EXTRACTED INFORMATION:
Begin
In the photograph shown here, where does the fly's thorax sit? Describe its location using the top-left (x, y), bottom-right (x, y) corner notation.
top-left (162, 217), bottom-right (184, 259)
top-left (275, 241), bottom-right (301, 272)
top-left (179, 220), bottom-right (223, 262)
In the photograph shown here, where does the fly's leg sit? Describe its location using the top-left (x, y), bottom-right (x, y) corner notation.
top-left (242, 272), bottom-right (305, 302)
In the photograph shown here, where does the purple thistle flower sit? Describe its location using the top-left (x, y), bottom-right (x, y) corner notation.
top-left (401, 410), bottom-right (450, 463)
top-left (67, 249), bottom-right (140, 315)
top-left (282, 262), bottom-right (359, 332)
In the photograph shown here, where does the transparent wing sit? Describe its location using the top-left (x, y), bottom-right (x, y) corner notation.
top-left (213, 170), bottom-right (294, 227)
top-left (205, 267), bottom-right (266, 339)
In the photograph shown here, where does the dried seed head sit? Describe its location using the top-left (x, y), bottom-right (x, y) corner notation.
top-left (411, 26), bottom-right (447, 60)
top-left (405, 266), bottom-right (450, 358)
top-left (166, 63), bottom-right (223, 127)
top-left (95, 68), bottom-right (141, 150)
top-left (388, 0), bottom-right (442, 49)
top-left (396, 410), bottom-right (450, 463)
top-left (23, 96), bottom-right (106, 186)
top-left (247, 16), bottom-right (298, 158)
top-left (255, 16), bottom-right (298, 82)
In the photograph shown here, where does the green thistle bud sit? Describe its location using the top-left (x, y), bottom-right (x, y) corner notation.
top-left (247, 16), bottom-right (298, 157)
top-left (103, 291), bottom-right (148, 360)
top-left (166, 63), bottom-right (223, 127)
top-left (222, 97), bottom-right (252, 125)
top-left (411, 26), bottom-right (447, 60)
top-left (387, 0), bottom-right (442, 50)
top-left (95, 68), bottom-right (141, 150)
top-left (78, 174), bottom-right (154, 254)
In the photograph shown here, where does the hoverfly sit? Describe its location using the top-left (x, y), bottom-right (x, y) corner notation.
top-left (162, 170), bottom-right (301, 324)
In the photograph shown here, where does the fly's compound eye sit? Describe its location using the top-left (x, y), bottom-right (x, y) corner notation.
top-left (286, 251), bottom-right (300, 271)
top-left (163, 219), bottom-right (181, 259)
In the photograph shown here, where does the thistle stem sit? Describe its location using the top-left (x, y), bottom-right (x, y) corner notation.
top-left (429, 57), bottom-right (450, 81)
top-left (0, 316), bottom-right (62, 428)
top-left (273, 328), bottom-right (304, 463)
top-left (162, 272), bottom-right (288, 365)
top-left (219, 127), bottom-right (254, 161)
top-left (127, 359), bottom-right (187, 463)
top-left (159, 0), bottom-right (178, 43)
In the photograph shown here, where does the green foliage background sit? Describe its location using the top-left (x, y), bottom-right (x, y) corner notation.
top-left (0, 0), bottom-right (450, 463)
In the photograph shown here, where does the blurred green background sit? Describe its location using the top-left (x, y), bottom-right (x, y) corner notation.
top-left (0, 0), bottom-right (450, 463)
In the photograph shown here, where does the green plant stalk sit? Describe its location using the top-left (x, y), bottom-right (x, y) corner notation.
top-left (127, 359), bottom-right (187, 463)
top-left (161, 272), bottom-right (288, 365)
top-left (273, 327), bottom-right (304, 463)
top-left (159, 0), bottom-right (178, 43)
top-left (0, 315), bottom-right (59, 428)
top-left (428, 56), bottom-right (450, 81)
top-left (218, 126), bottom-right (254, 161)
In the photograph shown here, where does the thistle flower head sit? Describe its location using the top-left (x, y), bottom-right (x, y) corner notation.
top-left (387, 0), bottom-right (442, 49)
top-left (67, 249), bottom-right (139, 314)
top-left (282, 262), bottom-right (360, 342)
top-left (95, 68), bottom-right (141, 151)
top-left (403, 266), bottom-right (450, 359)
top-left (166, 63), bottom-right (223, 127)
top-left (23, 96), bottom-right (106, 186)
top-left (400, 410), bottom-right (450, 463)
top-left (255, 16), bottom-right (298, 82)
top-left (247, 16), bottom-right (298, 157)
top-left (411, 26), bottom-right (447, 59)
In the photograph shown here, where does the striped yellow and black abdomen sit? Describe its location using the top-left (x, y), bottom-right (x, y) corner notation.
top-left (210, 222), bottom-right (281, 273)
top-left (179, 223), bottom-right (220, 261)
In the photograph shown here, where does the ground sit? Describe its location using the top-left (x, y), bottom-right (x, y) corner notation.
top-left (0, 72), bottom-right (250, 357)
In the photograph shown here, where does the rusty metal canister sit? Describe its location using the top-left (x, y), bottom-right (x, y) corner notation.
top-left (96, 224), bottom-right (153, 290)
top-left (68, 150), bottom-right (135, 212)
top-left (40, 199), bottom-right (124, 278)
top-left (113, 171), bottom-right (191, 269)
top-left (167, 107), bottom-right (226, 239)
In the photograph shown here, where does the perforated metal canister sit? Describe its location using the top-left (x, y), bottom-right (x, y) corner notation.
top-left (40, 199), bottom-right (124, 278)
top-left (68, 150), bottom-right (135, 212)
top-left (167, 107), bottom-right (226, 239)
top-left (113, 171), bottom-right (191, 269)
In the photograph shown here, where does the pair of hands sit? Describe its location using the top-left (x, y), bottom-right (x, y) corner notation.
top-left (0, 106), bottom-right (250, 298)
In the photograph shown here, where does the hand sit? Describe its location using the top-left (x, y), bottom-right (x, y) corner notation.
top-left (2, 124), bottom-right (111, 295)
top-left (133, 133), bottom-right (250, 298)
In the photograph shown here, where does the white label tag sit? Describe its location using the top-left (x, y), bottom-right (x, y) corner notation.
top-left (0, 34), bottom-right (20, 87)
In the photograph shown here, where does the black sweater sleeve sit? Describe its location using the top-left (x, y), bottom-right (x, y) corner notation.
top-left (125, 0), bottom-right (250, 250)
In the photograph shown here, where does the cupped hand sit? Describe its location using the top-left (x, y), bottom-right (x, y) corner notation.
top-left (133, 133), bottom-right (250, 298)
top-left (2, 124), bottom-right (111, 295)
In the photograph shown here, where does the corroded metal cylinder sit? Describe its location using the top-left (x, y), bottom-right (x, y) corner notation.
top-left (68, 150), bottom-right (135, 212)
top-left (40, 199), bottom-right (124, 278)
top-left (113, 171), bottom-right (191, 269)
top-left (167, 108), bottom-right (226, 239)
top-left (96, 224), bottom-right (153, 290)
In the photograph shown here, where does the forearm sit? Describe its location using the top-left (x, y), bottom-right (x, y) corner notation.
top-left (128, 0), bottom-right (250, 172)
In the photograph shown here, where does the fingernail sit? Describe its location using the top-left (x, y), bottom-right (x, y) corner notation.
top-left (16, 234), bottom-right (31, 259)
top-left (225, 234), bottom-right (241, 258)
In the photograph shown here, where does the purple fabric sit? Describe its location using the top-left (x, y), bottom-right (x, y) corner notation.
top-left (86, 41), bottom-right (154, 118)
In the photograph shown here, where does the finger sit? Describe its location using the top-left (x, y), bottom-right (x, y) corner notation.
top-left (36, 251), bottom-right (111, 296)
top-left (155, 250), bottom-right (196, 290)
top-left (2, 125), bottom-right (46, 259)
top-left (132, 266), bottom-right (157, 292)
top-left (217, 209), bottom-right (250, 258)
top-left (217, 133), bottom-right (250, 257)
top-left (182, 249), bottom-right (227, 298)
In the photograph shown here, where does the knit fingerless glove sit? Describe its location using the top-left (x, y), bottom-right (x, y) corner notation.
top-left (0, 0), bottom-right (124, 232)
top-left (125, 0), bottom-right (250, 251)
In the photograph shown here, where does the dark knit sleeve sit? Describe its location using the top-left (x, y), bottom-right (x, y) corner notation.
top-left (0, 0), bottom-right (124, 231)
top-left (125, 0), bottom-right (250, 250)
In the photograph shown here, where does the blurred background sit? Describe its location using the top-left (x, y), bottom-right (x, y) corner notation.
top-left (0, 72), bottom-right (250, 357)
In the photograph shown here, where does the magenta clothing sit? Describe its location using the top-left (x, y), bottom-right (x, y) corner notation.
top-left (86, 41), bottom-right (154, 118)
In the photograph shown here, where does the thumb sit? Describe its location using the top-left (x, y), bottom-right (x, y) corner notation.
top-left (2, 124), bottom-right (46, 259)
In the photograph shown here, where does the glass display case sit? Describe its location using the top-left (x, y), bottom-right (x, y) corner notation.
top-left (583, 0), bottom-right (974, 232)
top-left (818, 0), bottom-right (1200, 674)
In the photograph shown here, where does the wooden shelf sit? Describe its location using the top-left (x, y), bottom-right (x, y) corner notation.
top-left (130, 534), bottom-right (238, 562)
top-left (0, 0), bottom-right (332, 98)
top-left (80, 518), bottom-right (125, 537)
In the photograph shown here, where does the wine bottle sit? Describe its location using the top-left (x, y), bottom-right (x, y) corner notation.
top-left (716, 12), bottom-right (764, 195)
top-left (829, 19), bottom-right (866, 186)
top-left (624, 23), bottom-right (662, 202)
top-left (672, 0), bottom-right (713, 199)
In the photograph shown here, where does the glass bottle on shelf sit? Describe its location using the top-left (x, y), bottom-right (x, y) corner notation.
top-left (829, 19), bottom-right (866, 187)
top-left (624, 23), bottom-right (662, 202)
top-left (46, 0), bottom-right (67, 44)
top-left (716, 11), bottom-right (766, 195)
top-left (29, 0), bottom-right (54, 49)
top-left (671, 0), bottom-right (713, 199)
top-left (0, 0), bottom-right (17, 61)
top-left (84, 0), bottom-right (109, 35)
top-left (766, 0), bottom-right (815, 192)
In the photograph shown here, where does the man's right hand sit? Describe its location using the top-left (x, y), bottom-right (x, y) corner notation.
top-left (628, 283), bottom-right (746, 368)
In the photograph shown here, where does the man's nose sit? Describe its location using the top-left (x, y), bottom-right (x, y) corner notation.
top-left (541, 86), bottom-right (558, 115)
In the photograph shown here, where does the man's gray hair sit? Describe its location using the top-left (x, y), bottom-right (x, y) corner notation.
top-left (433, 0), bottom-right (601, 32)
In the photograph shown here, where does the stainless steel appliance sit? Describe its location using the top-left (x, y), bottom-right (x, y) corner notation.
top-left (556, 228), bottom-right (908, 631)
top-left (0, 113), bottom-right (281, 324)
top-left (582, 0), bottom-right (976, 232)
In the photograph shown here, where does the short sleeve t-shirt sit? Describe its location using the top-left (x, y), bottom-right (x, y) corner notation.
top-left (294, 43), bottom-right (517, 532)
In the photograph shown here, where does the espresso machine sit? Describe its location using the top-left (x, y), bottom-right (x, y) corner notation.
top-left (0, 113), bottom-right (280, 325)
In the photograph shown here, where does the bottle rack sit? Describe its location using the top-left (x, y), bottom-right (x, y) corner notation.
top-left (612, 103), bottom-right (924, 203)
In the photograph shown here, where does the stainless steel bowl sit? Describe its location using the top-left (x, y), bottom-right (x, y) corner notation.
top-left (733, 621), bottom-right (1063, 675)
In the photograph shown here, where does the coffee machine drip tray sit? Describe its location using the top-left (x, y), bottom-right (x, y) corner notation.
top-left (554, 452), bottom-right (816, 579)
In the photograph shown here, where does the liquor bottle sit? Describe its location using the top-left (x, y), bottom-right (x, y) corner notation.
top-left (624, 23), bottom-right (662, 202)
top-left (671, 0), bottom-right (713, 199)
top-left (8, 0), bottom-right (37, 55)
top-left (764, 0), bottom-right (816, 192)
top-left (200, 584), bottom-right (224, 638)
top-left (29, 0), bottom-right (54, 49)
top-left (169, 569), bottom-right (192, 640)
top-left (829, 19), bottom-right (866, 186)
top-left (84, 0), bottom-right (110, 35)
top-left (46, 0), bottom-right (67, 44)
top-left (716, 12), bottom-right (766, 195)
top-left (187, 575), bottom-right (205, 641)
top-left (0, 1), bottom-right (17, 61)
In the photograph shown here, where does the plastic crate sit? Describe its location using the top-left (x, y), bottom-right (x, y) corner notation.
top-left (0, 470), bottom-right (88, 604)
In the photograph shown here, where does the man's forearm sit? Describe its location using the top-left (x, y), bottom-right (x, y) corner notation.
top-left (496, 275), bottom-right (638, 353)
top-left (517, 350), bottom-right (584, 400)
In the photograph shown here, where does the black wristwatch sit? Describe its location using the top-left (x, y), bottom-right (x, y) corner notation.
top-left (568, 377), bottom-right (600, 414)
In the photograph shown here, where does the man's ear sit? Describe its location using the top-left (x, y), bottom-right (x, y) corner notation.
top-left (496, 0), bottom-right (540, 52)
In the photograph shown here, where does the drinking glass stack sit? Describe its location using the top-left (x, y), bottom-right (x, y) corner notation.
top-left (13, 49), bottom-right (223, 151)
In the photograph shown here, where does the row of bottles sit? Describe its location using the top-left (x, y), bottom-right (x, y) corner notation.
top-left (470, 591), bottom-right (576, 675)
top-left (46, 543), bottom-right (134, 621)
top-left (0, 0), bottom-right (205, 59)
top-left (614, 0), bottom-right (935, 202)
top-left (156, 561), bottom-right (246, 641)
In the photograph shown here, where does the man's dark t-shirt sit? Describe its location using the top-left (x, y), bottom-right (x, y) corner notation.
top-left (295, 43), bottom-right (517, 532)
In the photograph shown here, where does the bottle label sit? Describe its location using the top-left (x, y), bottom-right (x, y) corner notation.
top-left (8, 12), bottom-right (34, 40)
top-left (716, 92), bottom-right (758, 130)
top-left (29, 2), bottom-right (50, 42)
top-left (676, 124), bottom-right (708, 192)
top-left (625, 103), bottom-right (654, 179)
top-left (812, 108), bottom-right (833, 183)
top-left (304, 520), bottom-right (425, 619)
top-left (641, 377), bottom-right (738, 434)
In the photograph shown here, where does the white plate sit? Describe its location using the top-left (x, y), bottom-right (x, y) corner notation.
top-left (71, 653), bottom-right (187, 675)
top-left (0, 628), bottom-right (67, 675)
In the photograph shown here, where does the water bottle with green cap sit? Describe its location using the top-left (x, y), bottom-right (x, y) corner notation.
End
THE PROBLEM: Starting at the line that contains "In the photograph shown here, where does the man's ear" and continuing through the end of the material, reproduce those lines with "drinking glass stack" changed to "stack of drinking glasses" and nothing else altered.

RESULT:
In the photograph shown here, where does the man's ear sit? Describe its location using the top-left (x, y), bottom-right (x, y) corner notation.
top-left (496, 0), bottom-right (540, 52)
In the photograph shown here, where does the stack of drinking glasses sit? Describe its location using the top-left (x, y), bottom-right (x, y) corner notation.
top-left (13, 49), bottom-right (223, 151)
In the photograph shown here, where does the row of bottles sit? Describe its location using the top-left (x, y), bottom-right (x, y) corner notation.
top-left (470, 591), bottom-right (576, 675)
top-left (46, 543), bottom-right (134, 621)
top-left (0, 0), bottom-right (205, 59)
top-left (614, 0), bottom-right (935, 202)
top-left (156, 561), bottom-right (246, 641)
In the photograph shown here, where does the man's dark t-shirt sit? Describe its location using the top-left (x, y), bottom-right (x, y) corner notation.
top-left (295, 43), bottom-right (517, 532)
In the photograph shown here, where does the bottle label sit? Describe its location using the top-left (x, y), bottom-right (x, y) corner notation.
top-left (8, 12), bottom-right (34, 40)
top-left (716, 92), bottom-right (758, 130)
top-left (29, 2), bottom-right (50, 42)
top-left (676, 124), bottom-right (708, 192)
top-left (625, 103), bottom-right (654, 179)
top-left (812, 108), bottom-right (833, 183)
top-left (304, 520), bottom-right (425, 619)
top-left (641, 377), bottom-right (738, 434)
In the photograph shown here, where does the white plate sit? Describe its location using the top-left (x, y), bottom-right (x, y) corner notation.
top-left (71, 653), bottom-right (187, 675)
top-left (0, 628), bottom-right (67, 675)
In the photograph shown here, where does the water bottle with green cap sit? Describe its location using the top-left (x, y), bottom-right (x, y) corner notation.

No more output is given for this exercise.